PROBLEMA A: Reproduza a parte do trecho entre "Que o Planalto" e "das terras indígenas.", inclusive, trocando "quarta" por "quinta".

TRECHO DO DOCUMENTO:

Que o Planalto tenha vislumbrado a possibilidade da derrota, não se duvide. Ou a matéria teria sido votada na terça. Sete partidos não deram nenhum voto contrário: PT (64), PDT (18), PSB (15), PSOL (12), PCdoB (7), PV (6) e Rede (1). Quatro da bancada do PT e uma da do PSOL não votaram. Essa é a base quase totalmente fiel ao governo: 123 votos na noite desta quarta — podendo chegar a 128. Nota: por que o "quase"? O PSOL deu 12 votos contra o arcabouço fiscal. E PDT (1) e PSB (3) contribuíram com quatro em favor do marco temporal das terras indígenas.

CONJUNTO DE DADOS:
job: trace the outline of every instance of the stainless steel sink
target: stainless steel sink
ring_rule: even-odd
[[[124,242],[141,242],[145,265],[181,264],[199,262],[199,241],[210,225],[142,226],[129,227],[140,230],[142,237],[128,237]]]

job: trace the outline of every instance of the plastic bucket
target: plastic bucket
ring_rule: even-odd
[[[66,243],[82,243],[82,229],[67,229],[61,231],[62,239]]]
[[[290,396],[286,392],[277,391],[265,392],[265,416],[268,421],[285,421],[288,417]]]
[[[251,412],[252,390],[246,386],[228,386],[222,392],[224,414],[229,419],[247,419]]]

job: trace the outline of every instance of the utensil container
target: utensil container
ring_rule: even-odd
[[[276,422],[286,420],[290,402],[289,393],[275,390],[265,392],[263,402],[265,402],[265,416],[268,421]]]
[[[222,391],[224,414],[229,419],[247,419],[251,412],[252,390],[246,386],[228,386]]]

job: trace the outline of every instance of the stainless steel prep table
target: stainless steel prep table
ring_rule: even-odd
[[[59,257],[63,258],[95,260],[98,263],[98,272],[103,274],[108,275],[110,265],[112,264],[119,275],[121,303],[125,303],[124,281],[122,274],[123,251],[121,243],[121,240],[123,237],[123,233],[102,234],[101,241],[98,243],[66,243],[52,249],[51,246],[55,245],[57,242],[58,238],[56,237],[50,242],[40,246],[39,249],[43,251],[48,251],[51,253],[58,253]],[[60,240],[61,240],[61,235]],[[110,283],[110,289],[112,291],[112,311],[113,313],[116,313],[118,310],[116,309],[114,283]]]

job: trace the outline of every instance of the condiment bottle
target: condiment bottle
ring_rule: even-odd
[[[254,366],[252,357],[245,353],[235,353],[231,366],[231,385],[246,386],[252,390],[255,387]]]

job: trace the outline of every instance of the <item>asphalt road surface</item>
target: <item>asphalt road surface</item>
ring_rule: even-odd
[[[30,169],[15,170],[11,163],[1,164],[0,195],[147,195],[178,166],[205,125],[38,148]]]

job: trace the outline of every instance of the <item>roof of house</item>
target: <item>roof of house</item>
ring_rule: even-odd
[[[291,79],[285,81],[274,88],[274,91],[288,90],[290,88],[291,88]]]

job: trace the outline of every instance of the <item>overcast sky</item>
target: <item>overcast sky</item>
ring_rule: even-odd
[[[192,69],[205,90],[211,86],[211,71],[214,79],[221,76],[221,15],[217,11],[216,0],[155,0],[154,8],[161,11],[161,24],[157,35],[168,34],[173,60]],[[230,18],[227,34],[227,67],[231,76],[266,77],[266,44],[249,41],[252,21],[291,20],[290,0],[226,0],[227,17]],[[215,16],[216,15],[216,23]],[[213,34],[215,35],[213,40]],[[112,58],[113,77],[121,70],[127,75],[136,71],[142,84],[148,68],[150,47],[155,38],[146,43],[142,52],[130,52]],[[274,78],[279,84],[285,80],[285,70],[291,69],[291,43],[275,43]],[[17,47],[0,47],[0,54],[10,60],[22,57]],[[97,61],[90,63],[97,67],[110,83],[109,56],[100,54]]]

PROBLEMA B: Localize todas as linhas do conjunto de dados acima que contêm a palavra "road" e copie cada uma delas. Maiúsculas e minúsculas contam.

RESULTADO DA TAREFA A:
Que o Planalto tenha vislumbrado a possibilidade da derrota, não se duvide. Ou a matéria teria sido votada na terça. Sete partidos não deram nenhum voto contrário: PT (64), PDT (18), PSB (15), PSOL (12), PCdoB (7), PV (6) e Rede (1). Quatro da bancada do PT e uma da do PSOL não votaram. Essa é a base quase totalmente fiel ao governo: 123 votos na noite desta quinta — podendo chegar a 128. Nota: por que o "quase"? O PSOL deu 12 votos contra o arcabouço fiscal. E PDT (1) e PSB (3) contribuíram com quatro em favor do marco temporal das terras indígenas.

RESULTADO DA TAREFA B:
job: trace the outline of every instance of the <item>asphalt road surface</item>
target: <item>asphalt road surface</item>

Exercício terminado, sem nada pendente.